Data>
%%
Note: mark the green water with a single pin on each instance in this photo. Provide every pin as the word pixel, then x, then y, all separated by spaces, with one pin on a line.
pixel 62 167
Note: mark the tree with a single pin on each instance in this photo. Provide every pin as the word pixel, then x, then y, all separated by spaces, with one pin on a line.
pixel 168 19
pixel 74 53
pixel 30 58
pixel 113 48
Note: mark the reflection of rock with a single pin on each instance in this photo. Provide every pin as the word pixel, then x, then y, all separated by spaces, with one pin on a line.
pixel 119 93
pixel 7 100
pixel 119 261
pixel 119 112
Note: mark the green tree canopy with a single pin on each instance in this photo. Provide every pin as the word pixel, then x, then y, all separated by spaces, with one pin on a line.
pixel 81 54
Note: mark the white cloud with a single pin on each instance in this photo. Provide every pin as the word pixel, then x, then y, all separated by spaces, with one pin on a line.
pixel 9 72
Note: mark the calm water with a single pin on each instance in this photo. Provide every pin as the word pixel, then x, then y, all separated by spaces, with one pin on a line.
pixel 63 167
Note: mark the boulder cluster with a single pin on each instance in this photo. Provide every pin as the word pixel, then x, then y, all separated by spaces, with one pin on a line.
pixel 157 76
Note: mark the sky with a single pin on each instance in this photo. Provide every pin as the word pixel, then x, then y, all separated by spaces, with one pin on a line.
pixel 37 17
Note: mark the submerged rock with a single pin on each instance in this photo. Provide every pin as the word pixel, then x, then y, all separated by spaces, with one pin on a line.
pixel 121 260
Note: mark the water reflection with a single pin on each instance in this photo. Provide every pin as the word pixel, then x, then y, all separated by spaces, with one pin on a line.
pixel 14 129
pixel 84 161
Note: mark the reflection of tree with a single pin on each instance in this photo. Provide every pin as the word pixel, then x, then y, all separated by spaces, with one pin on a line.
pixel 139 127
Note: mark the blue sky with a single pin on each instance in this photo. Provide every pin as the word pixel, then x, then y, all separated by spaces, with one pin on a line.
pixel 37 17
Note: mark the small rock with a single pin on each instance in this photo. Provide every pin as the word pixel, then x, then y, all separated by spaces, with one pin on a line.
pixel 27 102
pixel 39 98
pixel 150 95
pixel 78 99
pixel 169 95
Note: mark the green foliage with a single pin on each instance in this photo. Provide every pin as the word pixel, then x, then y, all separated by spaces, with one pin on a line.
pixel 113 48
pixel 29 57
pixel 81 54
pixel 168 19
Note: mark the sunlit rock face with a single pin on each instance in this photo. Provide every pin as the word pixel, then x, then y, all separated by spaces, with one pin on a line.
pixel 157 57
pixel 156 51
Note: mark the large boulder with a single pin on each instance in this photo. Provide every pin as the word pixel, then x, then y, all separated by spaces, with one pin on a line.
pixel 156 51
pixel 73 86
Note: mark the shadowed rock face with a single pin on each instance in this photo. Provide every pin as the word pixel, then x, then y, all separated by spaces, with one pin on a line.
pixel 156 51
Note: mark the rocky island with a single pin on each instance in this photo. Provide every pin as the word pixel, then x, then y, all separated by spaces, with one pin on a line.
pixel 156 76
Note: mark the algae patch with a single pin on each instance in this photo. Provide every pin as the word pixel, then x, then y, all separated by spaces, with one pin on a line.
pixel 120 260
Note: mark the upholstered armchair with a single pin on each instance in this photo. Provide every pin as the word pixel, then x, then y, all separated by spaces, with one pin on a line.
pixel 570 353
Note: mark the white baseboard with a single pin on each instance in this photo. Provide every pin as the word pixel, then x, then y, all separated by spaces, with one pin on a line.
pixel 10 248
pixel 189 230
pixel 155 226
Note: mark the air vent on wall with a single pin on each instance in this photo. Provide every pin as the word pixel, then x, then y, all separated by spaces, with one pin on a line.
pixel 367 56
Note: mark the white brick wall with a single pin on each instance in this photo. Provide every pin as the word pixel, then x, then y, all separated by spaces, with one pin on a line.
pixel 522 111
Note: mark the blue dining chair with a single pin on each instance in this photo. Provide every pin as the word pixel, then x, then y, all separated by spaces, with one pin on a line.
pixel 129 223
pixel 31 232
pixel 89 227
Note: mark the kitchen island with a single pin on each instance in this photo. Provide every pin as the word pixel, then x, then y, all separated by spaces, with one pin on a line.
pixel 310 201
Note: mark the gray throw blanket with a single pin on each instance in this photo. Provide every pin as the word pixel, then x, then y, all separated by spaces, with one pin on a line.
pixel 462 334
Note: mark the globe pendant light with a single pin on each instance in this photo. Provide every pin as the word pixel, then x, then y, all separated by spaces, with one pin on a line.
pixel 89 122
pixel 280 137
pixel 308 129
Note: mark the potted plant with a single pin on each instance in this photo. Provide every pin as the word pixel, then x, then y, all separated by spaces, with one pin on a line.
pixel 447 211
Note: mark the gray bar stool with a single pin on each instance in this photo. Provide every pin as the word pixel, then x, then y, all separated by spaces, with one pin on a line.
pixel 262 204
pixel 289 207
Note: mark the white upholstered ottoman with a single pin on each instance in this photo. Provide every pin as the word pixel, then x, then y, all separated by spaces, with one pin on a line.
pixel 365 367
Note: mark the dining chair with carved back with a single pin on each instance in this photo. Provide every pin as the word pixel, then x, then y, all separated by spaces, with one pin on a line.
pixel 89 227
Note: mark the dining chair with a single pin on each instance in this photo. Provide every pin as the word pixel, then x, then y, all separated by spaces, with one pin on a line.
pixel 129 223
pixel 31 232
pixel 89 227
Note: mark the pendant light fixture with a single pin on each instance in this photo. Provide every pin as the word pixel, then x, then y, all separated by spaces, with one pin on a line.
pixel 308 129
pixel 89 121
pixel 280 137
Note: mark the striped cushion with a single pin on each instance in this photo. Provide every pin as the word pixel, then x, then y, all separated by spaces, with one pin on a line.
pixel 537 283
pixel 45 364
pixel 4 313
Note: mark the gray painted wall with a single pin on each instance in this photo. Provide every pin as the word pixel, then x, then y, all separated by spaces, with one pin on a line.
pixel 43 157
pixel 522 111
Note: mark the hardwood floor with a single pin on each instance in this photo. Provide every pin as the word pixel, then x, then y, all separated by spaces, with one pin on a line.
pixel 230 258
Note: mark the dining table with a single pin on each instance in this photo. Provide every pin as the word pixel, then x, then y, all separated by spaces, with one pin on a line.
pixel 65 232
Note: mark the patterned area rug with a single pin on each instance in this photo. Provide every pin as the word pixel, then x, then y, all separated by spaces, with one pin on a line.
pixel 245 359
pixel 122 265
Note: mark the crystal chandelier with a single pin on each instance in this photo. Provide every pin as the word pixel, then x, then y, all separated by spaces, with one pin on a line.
%%
%%
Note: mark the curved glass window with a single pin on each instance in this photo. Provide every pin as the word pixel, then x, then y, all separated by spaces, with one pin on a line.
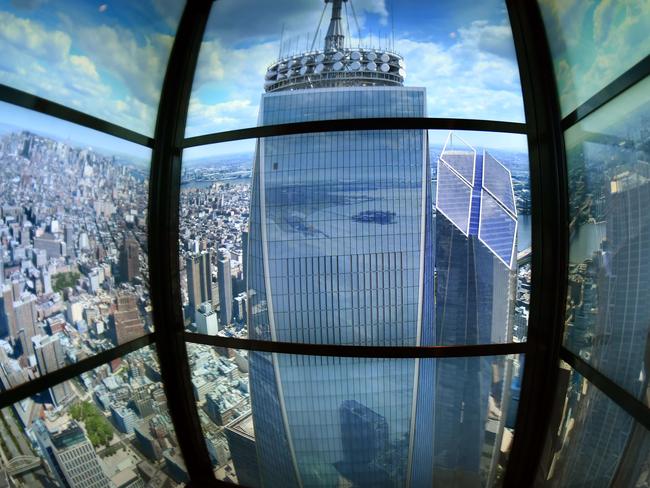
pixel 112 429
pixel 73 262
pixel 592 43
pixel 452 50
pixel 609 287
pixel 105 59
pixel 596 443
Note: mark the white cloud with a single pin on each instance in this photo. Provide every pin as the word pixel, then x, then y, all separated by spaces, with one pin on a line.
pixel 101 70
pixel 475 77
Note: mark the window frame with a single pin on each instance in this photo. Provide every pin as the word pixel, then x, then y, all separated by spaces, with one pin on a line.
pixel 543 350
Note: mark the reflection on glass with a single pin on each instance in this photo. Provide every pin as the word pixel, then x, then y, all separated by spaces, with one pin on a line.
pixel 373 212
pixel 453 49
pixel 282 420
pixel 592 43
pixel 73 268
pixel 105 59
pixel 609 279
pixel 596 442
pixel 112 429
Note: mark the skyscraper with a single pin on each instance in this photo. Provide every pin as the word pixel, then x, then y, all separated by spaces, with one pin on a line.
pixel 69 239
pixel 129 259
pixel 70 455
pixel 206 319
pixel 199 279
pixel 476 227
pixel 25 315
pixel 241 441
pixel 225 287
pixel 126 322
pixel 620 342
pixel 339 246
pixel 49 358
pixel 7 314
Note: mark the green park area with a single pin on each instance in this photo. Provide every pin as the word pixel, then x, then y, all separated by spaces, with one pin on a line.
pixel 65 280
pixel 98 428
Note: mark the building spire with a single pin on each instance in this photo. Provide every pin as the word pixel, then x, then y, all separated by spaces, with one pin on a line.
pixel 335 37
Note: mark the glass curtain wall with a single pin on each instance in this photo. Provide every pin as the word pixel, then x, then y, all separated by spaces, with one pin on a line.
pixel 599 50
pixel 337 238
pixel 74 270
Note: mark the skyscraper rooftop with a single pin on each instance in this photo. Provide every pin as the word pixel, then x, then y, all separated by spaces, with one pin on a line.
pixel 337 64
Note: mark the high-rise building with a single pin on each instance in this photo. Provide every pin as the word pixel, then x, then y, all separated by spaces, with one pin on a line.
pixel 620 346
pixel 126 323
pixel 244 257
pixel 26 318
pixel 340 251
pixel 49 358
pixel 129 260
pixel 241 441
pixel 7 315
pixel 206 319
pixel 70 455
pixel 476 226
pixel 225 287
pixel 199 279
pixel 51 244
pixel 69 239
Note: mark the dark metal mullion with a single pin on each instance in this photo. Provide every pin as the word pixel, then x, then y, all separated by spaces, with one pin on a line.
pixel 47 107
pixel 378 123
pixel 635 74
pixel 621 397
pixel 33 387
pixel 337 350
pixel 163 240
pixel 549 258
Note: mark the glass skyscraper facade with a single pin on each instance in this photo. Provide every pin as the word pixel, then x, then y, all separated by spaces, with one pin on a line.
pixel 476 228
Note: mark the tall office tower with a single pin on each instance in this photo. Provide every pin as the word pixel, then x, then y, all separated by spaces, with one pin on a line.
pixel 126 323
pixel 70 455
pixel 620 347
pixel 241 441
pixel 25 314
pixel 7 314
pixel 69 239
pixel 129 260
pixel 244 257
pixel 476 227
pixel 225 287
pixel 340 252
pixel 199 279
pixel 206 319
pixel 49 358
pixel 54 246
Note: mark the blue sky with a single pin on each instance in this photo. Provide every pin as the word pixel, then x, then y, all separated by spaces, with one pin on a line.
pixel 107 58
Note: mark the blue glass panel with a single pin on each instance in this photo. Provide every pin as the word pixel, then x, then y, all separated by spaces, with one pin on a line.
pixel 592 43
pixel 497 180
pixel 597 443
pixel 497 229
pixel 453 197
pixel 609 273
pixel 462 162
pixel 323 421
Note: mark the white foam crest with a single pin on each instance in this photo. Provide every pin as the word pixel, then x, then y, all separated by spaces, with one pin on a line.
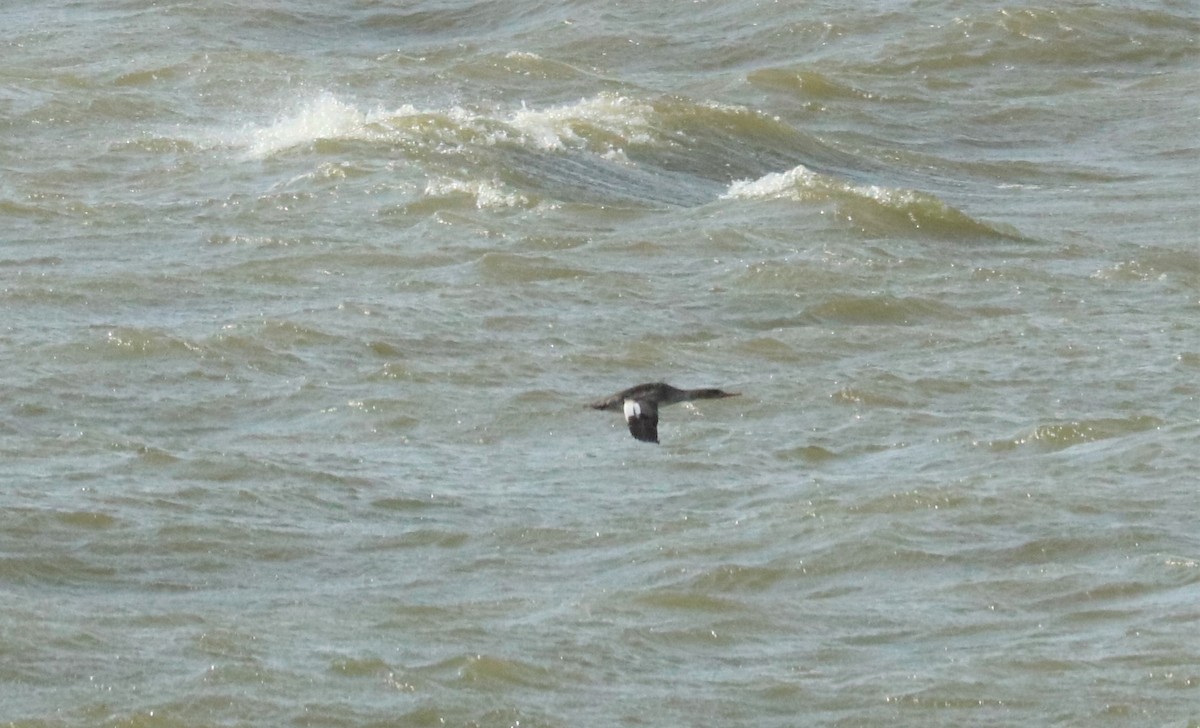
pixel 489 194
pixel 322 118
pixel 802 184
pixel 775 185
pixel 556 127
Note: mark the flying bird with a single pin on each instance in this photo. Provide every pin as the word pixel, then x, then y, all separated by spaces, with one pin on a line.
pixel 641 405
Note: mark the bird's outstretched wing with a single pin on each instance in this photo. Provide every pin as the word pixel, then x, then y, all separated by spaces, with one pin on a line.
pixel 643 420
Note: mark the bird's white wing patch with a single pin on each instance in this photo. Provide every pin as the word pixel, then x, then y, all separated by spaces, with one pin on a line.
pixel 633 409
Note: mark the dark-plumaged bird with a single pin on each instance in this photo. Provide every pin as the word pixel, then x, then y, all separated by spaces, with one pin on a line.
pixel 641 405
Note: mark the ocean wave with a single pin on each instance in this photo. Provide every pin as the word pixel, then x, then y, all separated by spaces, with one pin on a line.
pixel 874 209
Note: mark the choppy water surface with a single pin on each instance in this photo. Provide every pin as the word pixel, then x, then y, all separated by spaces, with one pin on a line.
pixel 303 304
%%
Task prompt>
Working from the material above, restate word for word the lines between the line with "Note: mark the hardwood" and the line with "Note: mark the crystal", both included, and only those.

Solved exercise>
Note: mark the hardwood floor with a single pin on each instance in this photo. Provide every pin as the word pixel, then x, then y, all separated by spaces, with one pin on a line.
pixel 230 258
Note: mark the dining table with a single pin on each instance in this photo. Provide every pin as the word pixel, then x, then y, all separated by spaces, with one pin on a line.
pixel 65 232
Note: mark the patterned area rug with a single pin on each instance in this photo. Provide every pin as the word pixel, then x, then y, all separated by spaces, with one pin on a line.
pixel 245 359
pixel 122 265
Note: mark the crystal chandelier with a single pin on each instance in this photo. Provide every pin as the word pixel, then x, then y, all separated by spaces, with one pin on a line.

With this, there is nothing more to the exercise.